> _WRITTEN INSTRUCTION_
Write out the whole listing below word for word, leaving out the pictures.
--- START OF LISTED RECORDS ---
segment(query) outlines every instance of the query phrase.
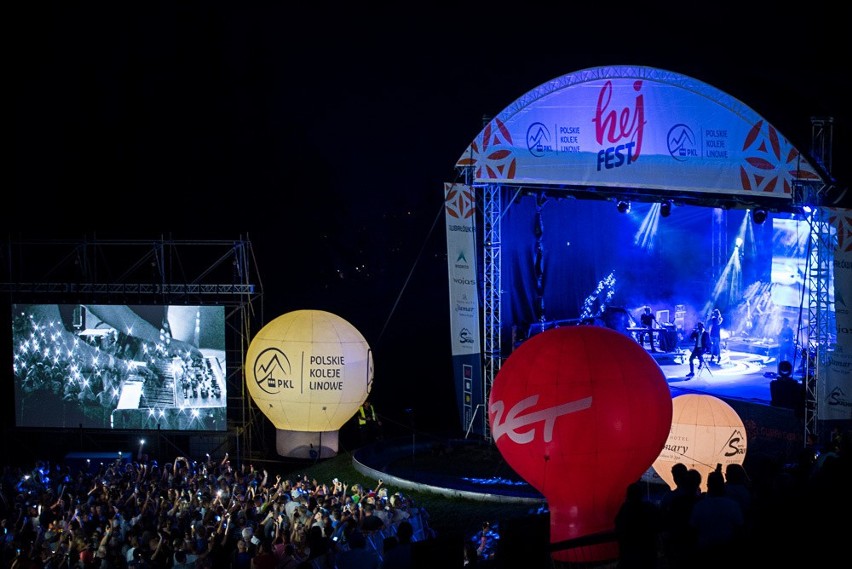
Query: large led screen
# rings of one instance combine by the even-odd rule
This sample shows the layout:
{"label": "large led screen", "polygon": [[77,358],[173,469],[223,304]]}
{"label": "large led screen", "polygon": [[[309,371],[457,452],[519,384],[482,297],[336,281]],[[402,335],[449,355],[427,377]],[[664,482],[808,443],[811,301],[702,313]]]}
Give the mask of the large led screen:
{"label": "large led screen", "polygon": [[13,304],[15,425],[227,429],[222,306]]}

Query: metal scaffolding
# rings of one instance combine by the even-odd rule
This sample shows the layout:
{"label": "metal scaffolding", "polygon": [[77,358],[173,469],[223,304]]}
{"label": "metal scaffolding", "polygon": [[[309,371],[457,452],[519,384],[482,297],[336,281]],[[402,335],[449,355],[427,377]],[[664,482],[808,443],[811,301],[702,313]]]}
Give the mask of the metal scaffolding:
{"label": "metal scaffolding", "polygon": [[805,441],[809,434],[819,435],[819,378],[828,371],[833,325],[829,286],[834,247],[825,208],[817,207],[811,212],[810,226],[808,343],[804,356]]}
{"label": "metal scaffolding", "polygon": [[[485,312],[482,334],[484,339],[484,373],[482,393],[484,394],[484,403],[486,404],[491,396],[491,386],[494,384],[494,378],[497,377],[503,361],[501,354],[503,342],[500,330],[500,299],[503,290],[500,281],[500,275],[502,274],[500,215],[503,208],[500,192],[500,186],[485,186],[482,198],[483,239],[485,240],[483,283]],[[487,409],[483,413],[482,433],[485,440],[491,440]]]}

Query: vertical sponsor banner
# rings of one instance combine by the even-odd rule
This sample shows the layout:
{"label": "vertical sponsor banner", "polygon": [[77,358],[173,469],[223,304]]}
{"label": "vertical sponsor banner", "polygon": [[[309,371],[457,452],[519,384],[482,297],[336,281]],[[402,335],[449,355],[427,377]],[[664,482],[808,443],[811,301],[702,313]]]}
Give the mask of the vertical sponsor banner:
{"label": "vertical sponsor banner", "polygon": [[824,421],[852,419],[852,316],[847,305],[852,302],[852,217],[834,210],[829,221],[836,231],[834,250],[834,313],[837,343],[831,354],[828,373],[818,386],[819,419]]}
{"label": "vertical sponsor banner", "polygon": [[450,286],[450,334],[456,395],[467,429],[483,403],[480,381],[479,299],[476,282],[476,226],[473,188],[444,184],[447,265]]}

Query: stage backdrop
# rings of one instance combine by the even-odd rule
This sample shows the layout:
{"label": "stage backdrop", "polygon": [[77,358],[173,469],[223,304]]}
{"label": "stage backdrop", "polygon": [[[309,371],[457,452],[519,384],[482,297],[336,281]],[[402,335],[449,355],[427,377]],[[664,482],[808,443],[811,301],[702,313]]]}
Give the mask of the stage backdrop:
{"label": "stage backdrop", "polygon": [[[660,201],[666,197],[700,197],[740,204],[739,217],[734,217],[733,209],[729,216],[727,208],[720,207],[705,207],[705,212],[691,214],[708,219],[725,218],[717,224],[723,227],[721,232],[725,235],[696,245],[702,248],[688,247],[693,242],[690,236],[694,228],[673,234],[672,239],[678,242],[672,246],[684,251],[676,257],[680,271],[672,274],[692,279],[694,287],[682,281],[678,283],[679,290],[674,290],[675,284],[666,279],[651,280],[649,273],[634,273],[634,280],[646,287],[649,282],[662,287],[660,298],[670,296],[676,300],[678,294],[694,297],[684,298],[686,303],[696,306],[696,313],[687,315],[688,319],[692,317],[689,323],[692,325],[703,317],[701,304],[708,299],[716,301],[718,291],[712,289],[712,284],[718,275],[705,274],[703,267],[712,264],[712,255],[721,256],[723,266],[727,262],[730,251],[721,250],[720,243],[726,243],[735,234],[737,223],[747,211],[741,204],[759,200],[772,203],[776,210],[793,212],[794,199],[801,197],[795,195],[798,189],[807,193],[825,187],[828,178],[776,128],[741,101],[694,78],[642,66],[591,68],[540,85],[495,116],[465,149],[456,167],[459,171],[472,172],[471,186],[445,186],[454,367],[463,417],[465,409],[484,403],[487,389],[481,390],[483,399],[474,396],[472,401],[468,400],[469,392],[463,386],[467,385],[471,371],[463,365],[476,362],[472,352],[456,349],[460,328],[455,299],[460,290],[454,267],[458,250],[452,244],[458,238],[460,225],[450,210],[456,207],[458,196],[466,196],[466,211],[473,212],[477,189],[499,186],[503,189],[500,194],[503,201],[496,222],[503,227],[511,227],[514,219],[520,220],[516,227],[526,224],[524,242],[512,243],[515,234],[508,229],[497,233],[500,243],[490,244],[499,248],[497,256],[504,279],[498,293],[501,306],[490,306],[492,298],[482,299],[482,305],[492,310],[492,314],[497,311],[501,327],[507,323],[514,326],[516,322],[539,322],[543,326],[546,321],[561,318],[563,309],[582,318],[594,313],[596,305],[613,300],[613,289],[627,272],[610,273],[610,265],[614,263],[605,254],[595,258],[572,254],[569,250],[580,240],[602,244],[602,251],[615,256],[624,254],[625,243],[645,245],[641,242],[641,231],[629,235],[610,232],[612,226],[607,220],[618,215],[612,202],[601,201],[596,209],[582,211],[579,206],[548,202],[565,201],[560,198],[571,197],[571,192],[592,194],[592,199],[597,192],[601,194],[598,199],[605,200],[606,195],[620,191],[625,194],[639,191],[644,196],[659,195]],[[636,204],[633,205],[635,208]],[[566,211],[572,217],[565,217]],[[681,211],[675,211],[666,222],[680,214]],[[799,221],[804,219],[800,217]],[[492,221],[486,220],[483,225]],[[711,221],[707,223],[706,232],[709,232]],[[571,234],[569,228],[577,225],[586,228],[585,233]],[[771,243],[772,223],[751,225],[765,228],[761,231],[768,235],[750,236],[757,262],[743,268],[746,274],[740,280],[729,283],[727,290],[734,297],[748,294],[747,286],[755,283],[760,286],[764,280],[768,283],[771,276],[772,257],[761,257],[761,249],[771,249],[766,245]],[[473,255],[476,247],[470,240],[467,246]],[[483,259],[487,254],[482,255]],[[662,260],[662,254],[658,257],[659,263],[673,262]],[[582,259],[583,265],[578,265],[577,259]],[[656,265],[644,266],[643,270],[648,270]],[[476,276],[481,274],[477,272]],[[469,287],[464,292],[468,299],[483,294],[482,277],[476,280],[476,276],[471,277],[470,284],[475,283],[477,292]],[[514,279],[511,285],[505,281],[507,278]],[[554,286],[560,279],[562,283],[572,282],[573,288]],[[710,290],[706,290],[708,282]],[[639,299],[623,300],[628,305]],[[741,309],[736,298],[731,298],[730,304],[731,310]],[[501,357],[511,352],[516,332],[501,329],[504,344],[500,347]],[[520,335],[527,332],[522,330]],[[475,367],[474,376],[478,373]],[[848,387],[847,394],[851,392]]]}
--- END OF LISTED RECORDS ---
> _FULL OUTPUT_
segment(query) outlines every instance of the query phrase.
Query: large led screen
# rings of one instance combine by the even-odd rule
This sample shows the layout:
{"label": "large led screen", "polygon": [[77,358],[173,469],[223,304]]}
{"label": "large led screen", "polygon": [[[309,371],[457,452],[519,384],[482,297],[336,281]],[[402,335],[449,355],[427,377]],[[664,482],[808,443],[811,301],[702,313]]]}
Give the mask of the large led screen:
{"label": "large led screen", "polygon": [[13,304],[15,425],[227,429],[222,306]]}

Query: metal scaffolding
# rings of one instance combine by the even-odd rule
This sample shows the layout:
{"label": "metal scaffolding", "polygon": [[77,358],[173,469],[223,304]]}
{"label": "metal scaffolding", "polygon": [[[309,371],[457,452],[519,384],[482,297],[336,281]],[[402,335],[449,355],[427,377]],[[664,482],[808,443],[811,301],[702,313]]]}
Give the mask of the metal scaffolding:
{"label": "metal scaffolding", "polygon": [[805,441],[809,434],[819,435],[819,378],[828,371],[833,325],[829,286],[834,247],[825,208],[817,207],[811,212],[810,226],[808,343],[804,356]]}
{"label": "metal scaffolding", "polygon": [[[485,312],[482,334],[484,339],[484,373],[482,393],[484,394],[484,403],[486,404],[491,396],[491,386],[494,384],[494,378],[497,377],[503,361],[501,354],[503,342],[500,330],[500,299],[503,290],[500,281],[500,275],[502,274],[500,215],[503,208],[500,192],[500,186],[485,186],[482,198],[483,239],[485,240],[483,283]],[[487,409],[483,413],[482,433],[485,440],[491,440]]]}

Query: vertical sponsor banner
# rings of one instance combine by the even-odd rule
This sample shows the layout:
{"label": "vertical sponsor banner", "polygon": [[77,358],[173,469],[223,304]]}
{"label": "vertical sponsor banner", "polygon": [[[309,371],[457,452],[519,384],[482,297],[336,281]],[[402,335],[449,355],[427,377]],[[664,482],[808,443],[811,301],[702,313]]]}
Give the mask of the vertical sponsor banner:
{"label": "vertical sponsor banner", "polygon": [[824,421],[852,419],[852,316],[847,305],[852,302],[852,217],[834,210],[829,221],[836,231],[834,250],[834,313],[837,343],[831,354],[828,373],[818,386],[819,419]]}
{"label": "vertical sponsor banner", "polygon": [[450,286],[450,334],[456,395],[467,429],[483,403],[480,381],[479,299],[476,282],[476,226],[473,188],[444,184],[447,265]]}

Query: stage backdrop
# rings of one instance combine by the even-odd rule
This sample shows the layout:
{"label": "stage backdrop", "polygon": [[77,358],[173,469],[223,304]]}
{"label": "stage backdrop", "polygon": [[[309,371],[457,452],[519,384],[482,297],[336,281]],[[402,335],[449,355],[427,377]],[[664,482],[808,443],[811,301],[702,313]]]}
Give the mask of the stage backdrop:
{"label": "stage backdrop", "polygon": [[[660,201],[666,197],[700,197],[740,204],[739,217],[734,217],[733,209],[729,216],[727,208],[720,207],[705,207],[705,212],[691,214],[708,219],[725,218],[717,224],[723,227],[721,232],[725,235],[696,245],[702,248],[688,247],[693,242],[690,236],[694,228],[673,234],[672,239],[678,242],[672,246],[684,251],[676,257],[680,271],[672,274],[692,279],[694,287],[682,281],[678,283],[679,290],[674,290],[675,284],[666,279],[651,280],[649,273],[634,273],[634,280],[646,287],[649,282],[662,287],[660,298],[670,296],[676,300],[678,294],[694,297],[684,298],[686,303],[696,306],[696,313],[687,315],[688,319],[692,317],[689,323],[692,325],[703,317],[701,304],[708,299],[716,301],[718,291],[712,289],[712,284],[718,275],[705,274],[703,267],[712,264],[712,255],[721,256],[723,266],[727,262],[730,251],[721,250],[720,243],[726,243],[735,234],[737,223],[747,211],[741,204],[759,200],[772,203],[776,210],[793,212],[794,199],[801,197],[795,195],[798,189],[807,193],[825,187],[828,178],[776,128],[741,101],[694,78],[642,66],[591,68],[540,85],[495,116],[465,149],[456,167],[459,171],[472,172],[471,186],[445,186],[454,367],[463,417],[465,409],[484,403],[487,389],[481,390],[483,399],[474,396],[472,401],[468,400],[469,392],[463,386],[467,385],[471,371],[463,365],[476,362],[472,352],[456,349],[460,328],[455,299],[460,290],[454,267],[458,250],[452,244],[458,238],[460,225],[450,210],[456,207],[458,196],[466,196],[466,211],[473,212],[477,189],[499,186],[503,189],[500,194],[503,201],[496,222],[503,227],[511,227],[514,219],[520,220],[516,227],[526,224],[524,242],[512,243],[515,234],[508,229],[497,233],[500,243],[490,244],[499,248],[497,256],[504,279],[498,293],[501,306],[490,306],[492,298],[482,299],[482,305],[492,310],[492,314],[497,311],[501,327],[507,323],[514,326],[516,322],[539,322],[543,326],[546,321],[561,318],[563,309],[582,318],[594,313],[596,305],[613,300],[613,289],[627,272],[610,273],[610,265],[614,263],[605,254],[595,258],[572,254],[569,250],[580,240],[602,244],[602,251],[615,256],[624,254],[625,243],[645,245],[641,242],[641,231],[629,235],[610,232],[612,226],[607,220],[618,215],[612,202],[601,201],[596,209],[582,211],[579,206],[548,202],[565,201],[560,198],[571,197],[571,192],[592,194],[592,199],[597,192],[601,194],[598,199],[605,200],[606,195],[620,191],[625,194],[639,191],[644,196],[659,195]],[[636,204],[633,205],[635,208]],[[566,211],[572,217],[565,217]],[[681,211],[675,211],[666,222],[680,214]],[[799,221],[804,219],[800,217]],[[492,221],[486,220],[483,225]],[[711,221],[707,223],[706,232],[709,232]],[[571,234],[569,228],[577,225],[586,228],[585,233]],[[771,243],[772,223],[751,225],[765,228],[761,231],[768,235],[750,236],[757,262],[743,268],[746,274],[740,280],[729,283],[727,290],[734,297],[748,294],[747,286],[755,283],[760,286],[764,280],[768,283],[771,276],[772,257],[761,257],[761,249],[771,249],[766,245]],[[473,255],[476,247],[470,240],[467,246]],[[483,259],[487,254],[482,255]],[[662,260],[662,254],[658,257],[659,263],[673,262]],[[582,259],[583,265],[578,265],[577,259]],[[656,265],[644,266],[643,270],[648,270]],[[476,276],[481,274],[477,272]],[[469,287],[464,292],[468,299],[483,294],[482,277],[476,280],[476,276],[471,277],[470,284],[475,283],[477,292]],[[514,279],[511,285],[505,281],[507,278]],[[554,286],[560,279],[562,283],[572,282],[573,288]],[[710,290],[706,290],[708,282]],[[639,299],[623,300],[628,305]],[[741,309],[736,298],[731,298],[730,304],[731,310]],[[501,357],[511,352],[516,332],[501,329],[504,344],[500,347]],[[520,335],[527,332],[522,330]],[[475,367],[474,376],[478,373]],[[848,387],[847,394],[851,392]]]}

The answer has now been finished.